# Best 2x2x2 Cube Out There



## swanny (Dec 2, 2010)

I have created a poll to see what yous guys think is the best 2x2. Some say Ghosthand some say LanLan etc. etc.


----------



## RCTACameron (Dec 2, 2010)

In my experience:

When you get a Ghost Hand, it's either really fast and good at corner cutting, but pops, or isn't that fast and locks up.
A LanLan starts off decent at turning and corner cutting, but can turn into the best with silicone lubing and tensioning.
ShenShous are okay, but a bit too slow.

LanLan is my favourite.


----------



## swanny (Dec 2, 2010)

Coming to the meet on the 4th? Id like to try a LanLan.


----------



## cuberkid10 (Dec 2, 2010)

I'm pretty sure Shengshou and Ghosthand 2x2's are the same puzzle, just a different box.

anyway, I <3 Lanlans. The key is breaking it, loosening, and lubing with MAROO lube.


----------



## da25centz (Dec 2, 2010)

The LanLan is a great cube, but I've heard some people who have eastsheen's and love them. I think they do take a long time to break in and get good, though


----------



## RCTACameron (Dec 2, 2010)

swanny said:


> Coming to the meet on the 4th? Id like to try a LanLan.



No (I'll be too tired), but I'm sure someone else there will have one - they're very common.



cuberkid10 said:


> I'm pretty sure Shengshou and Ghosthand 2x2's are the same puzzle, just a different box.



I have bought both, and they have different stickers. I'm not sure if they are.



cuberkid10 said:


> anyway, I <3 Lanlans. The key is breaking it, loosening, and lubing with MAROO lube.



Maru lube will make it good at first, then gummy and horriible. Silicone ftw!


----------



## wrbcube4 (Dec 2, 2010)

Woah, what about eastsheens? If you break them in and use shock oil, they are godly. The only problem is that not a lot of people sell any more.


----------



## Karth (Dec 2, 2010)

__STORED ROWS__
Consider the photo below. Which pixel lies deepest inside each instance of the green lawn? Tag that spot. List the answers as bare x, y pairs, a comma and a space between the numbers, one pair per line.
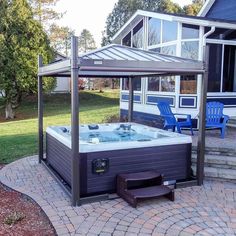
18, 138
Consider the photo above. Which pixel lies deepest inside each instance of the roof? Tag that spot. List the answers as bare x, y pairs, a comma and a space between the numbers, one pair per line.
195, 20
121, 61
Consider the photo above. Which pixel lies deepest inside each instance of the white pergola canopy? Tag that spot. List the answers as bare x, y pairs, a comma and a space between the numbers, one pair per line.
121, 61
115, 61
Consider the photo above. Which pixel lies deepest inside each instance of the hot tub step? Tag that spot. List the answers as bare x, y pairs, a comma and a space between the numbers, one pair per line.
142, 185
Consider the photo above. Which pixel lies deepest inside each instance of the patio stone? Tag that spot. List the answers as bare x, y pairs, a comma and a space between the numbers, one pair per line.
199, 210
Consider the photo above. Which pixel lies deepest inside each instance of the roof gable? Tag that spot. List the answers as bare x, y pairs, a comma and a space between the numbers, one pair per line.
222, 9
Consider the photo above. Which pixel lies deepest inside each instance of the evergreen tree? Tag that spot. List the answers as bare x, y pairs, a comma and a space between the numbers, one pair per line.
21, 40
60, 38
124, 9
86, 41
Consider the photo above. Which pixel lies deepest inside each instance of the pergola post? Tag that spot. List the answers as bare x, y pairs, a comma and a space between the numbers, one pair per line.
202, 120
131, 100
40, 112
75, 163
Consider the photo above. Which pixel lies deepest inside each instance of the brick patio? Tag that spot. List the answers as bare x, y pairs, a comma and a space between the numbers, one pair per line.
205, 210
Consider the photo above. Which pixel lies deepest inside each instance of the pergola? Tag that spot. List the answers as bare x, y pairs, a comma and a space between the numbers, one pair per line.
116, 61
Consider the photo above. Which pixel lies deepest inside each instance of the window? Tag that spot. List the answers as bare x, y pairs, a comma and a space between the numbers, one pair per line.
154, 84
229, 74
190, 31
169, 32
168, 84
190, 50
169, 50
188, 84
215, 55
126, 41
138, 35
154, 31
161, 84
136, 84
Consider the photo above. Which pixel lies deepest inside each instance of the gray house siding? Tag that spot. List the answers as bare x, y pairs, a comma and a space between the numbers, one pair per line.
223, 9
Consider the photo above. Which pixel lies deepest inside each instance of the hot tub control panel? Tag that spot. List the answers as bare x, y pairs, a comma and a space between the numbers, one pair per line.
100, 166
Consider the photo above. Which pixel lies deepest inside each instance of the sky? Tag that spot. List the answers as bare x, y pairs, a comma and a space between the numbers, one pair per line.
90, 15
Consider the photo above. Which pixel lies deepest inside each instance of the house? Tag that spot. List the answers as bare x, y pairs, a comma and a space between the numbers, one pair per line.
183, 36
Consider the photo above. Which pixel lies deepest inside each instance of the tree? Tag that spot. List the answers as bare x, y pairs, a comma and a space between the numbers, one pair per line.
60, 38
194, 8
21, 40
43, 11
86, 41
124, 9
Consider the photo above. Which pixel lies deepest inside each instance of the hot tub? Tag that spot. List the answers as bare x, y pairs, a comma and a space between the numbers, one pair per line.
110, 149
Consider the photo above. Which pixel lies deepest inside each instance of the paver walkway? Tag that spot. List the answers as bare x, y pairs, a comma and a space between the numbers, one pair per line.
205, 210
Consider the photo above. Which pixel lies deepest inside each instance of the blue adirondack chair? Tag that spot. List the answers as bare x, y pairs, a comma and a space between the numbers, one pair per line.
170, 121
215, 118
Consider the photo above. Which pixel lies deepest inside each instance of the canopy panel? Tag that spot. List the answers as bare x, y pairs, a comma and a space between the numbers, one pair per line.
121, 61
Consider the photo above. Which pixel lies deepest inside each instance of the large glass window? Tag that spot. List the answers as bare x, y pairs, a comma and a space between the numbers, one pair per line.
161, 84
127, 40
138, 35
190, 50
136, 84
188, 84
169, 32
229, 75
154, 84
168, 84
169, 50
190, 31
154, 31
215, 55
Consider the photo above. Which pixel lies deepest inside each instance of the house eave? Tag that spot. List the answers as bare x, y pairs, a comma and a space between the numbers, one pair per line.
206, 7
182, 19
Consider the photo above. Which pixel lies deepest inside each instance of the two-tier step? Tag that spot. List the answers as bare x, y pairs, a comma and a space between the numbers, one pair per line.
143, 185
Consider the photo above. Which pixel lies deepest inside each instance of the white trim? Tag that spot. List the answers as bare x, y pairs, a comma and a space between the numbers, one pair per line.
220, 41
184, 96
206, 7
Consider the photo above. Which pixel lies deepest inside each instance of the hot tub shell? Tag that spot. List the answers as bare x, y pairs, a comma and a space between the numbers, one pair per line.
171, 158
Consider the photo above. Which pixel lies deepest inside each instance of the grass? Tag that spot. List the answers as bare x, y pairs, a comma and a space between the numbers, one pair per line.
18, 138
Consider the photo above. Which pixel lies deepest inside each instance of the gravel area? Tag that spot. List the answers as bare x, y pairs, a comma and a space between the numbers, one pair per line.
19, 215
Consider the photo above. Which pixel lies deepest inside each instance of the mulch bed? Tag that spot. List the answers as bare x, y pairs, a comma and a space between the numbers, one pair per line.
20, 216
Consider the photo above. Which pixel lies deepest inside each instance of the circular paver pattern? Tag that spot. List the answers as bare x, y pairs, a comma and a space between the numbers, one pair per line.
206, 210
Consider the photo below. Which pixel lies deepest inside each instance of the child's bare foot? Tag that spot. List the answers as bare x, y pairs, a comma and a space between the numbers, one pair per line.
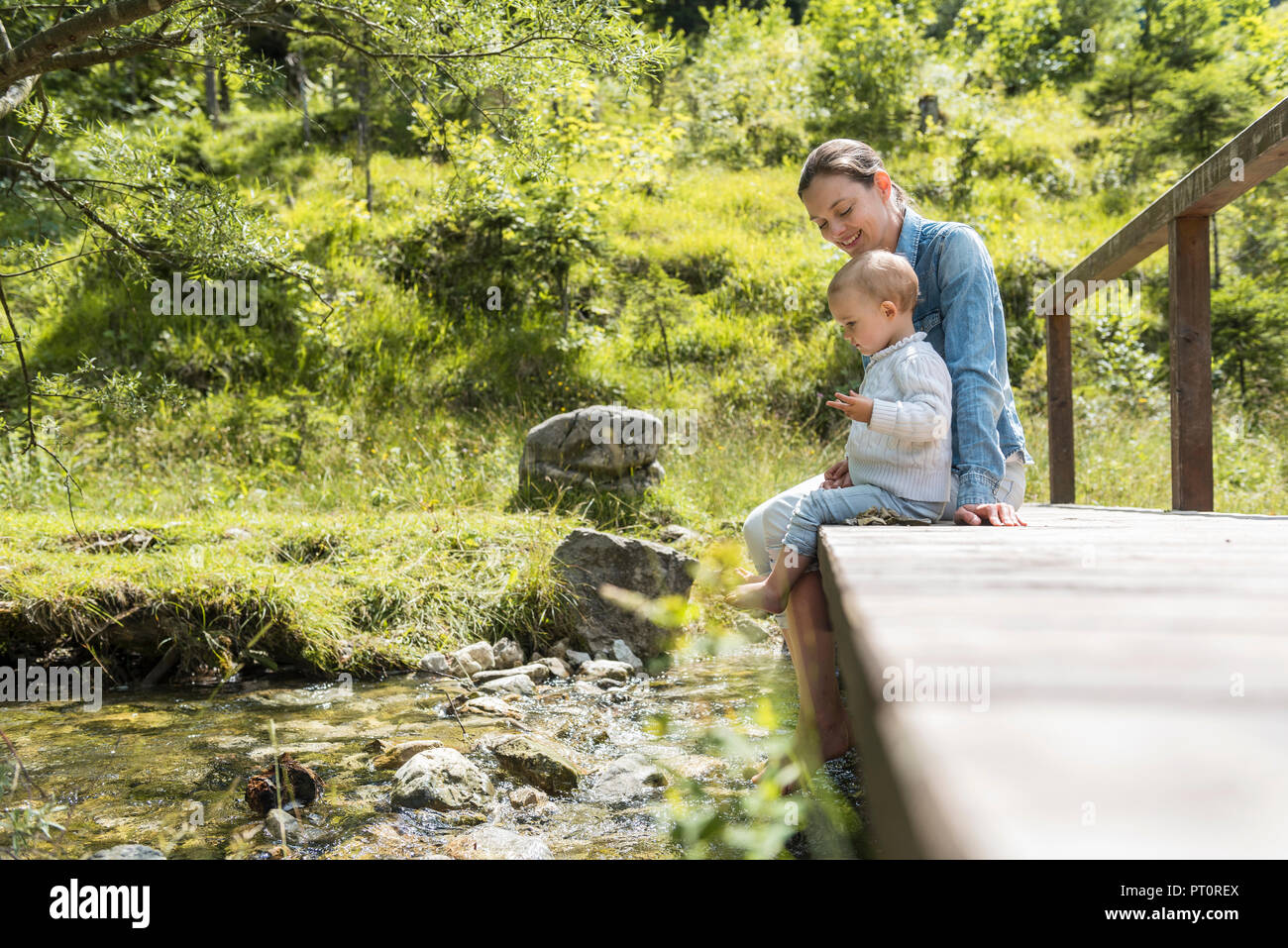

__INSTRUCTIONS FOR THE TASK__
Repeat word for word the passage of the 2x2 cube thread starting at "I have created" and ending at "bit too slow.".

__RESPONSE TO THE EXERCISE__
I have created a poll to see what yous guys think is the best 2x2. Some say Ghosthand some say LanLan etc. etc.


----------



## RCTACameron (Dec 2, 2010)

In my experience:

When you get a Ghost Hand, it's either really fast and good at corner cutting, but pops, or isn't that fast and locks up.
A LanLan starts off decent at turning and corner cutting, but can turn into the best with silicone lubing and tensioning.
ShenShous are okay, but a bit too slow.